— start Data extract —

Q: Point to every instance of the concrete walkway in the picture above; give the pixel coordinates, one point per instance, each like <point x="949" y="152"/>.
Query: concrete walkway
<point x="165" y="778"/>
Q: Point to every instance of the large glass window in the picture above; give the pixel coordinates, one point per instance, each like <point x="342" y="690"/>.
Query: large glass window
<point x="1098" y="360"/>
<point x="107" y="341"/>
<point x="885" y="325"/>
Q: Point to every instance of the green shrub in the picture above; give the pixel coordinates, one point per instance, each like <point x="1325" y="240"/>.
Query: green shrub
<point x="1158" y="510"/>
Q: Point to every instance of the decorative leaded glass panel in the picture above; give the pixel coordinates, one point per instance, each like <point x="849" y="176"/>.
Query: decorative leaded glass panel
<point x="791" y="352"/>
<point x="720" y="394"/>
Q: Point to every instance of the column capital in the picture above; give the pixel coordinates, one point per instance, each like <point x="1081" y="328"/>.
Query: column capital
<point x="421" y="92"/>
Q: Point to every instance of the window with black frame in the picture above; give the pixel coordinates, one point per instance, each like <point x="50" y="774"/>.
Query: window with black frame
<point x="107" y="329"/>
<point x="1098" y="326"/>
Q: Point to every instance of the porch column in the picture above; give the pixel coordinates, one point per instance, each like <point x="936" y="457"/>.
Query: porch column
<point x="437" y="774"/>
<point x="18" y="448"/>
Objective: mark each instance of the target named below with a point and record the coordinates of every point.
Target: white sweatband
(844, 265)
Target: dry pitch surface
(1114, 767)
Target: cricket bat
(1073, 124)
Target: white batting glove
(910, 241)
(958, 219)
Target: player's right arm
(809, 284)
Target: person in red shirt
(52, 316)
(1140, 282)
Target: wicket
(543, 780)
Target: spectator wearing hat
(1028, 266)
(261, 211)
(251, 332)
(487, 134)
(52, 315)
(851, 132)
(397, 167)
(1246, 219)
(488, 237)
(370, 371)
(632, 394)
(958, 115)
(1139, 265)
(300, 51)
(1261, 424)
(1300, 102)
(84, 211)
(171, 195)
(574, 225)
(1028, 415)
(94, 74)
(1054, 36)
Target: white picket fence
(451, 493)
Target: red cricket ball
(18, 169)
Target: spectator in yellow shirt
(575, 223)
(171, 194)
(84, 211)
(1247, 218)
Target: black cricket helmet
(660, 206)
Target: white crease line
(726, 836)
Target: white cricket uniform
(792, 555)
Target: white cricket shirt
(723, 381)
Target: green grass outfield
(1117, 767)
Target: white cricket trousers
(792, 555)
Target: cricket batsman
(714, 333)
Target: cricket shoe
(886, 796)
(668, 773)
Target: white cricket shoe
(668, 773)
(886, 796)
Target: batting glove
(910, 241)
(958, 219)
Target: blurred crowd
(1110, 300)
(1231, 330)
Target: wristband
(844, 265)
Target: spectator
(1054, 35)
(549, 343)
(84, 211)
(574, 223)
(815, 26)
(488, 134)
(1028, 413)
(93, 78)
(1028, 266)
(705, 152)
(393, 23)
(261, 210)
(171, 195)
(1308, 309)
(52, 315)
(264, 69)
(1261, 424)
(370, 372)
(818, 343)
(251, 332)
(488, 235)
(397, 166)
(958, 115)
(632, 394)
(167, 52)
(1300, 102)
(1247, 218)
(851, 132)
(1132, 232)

— end Data extract —

**Problem to work on**. Copy out the stretch of the material from the line containing "Target: red cricket ball" through its final line, including both ends and changing nothing.

**The solution**.
Target: red cricket ball
(18, 169)
Target: spectator in yellow shirt
(575, 223)
(171, 194)
(84, 211)
(1247, 218)
Target: black cricket helmet
(660, 206)
Target: white crease line
(726, 836)
Target: white cricket uniform
(792, 555)
Target: white cricket shirt
(723, 381)
Target: green grass outfield
(1117, 767)
Target: white cricket trousers
(792, 555)
Target: cricket batsman
(714, 333)
Target: cricket shoe
(886, 796)
(668, 773)
Target: white cricket shoe
(668, 773)
(886, 796)
Target: batting glove
(910, 241)
(958, 219)
Target: blurred crowd
(1110, 300)
(1231, 330)
Target: wristband
(844, 265)
Target: spectator
(1054, 35)
(549, 343)
(84, 211)
(574, 223)
(815, 26)
(488, 134)
(1028, 413)
(93, 78)
(1028, 266)
(705, 152)
(393, 23)
(261, 210)
(171, 195)
(1308, 309)
(52, 315)
(264, 69)
(1261, 424)
(370, 372)
(818, 343)
(251, 332)
(488, 235)
(397, 166)
(958, 115)
(632, 394)
(167, 52)
(1300, 102)
(1247, 218)
(851, 132)
(1132, 232)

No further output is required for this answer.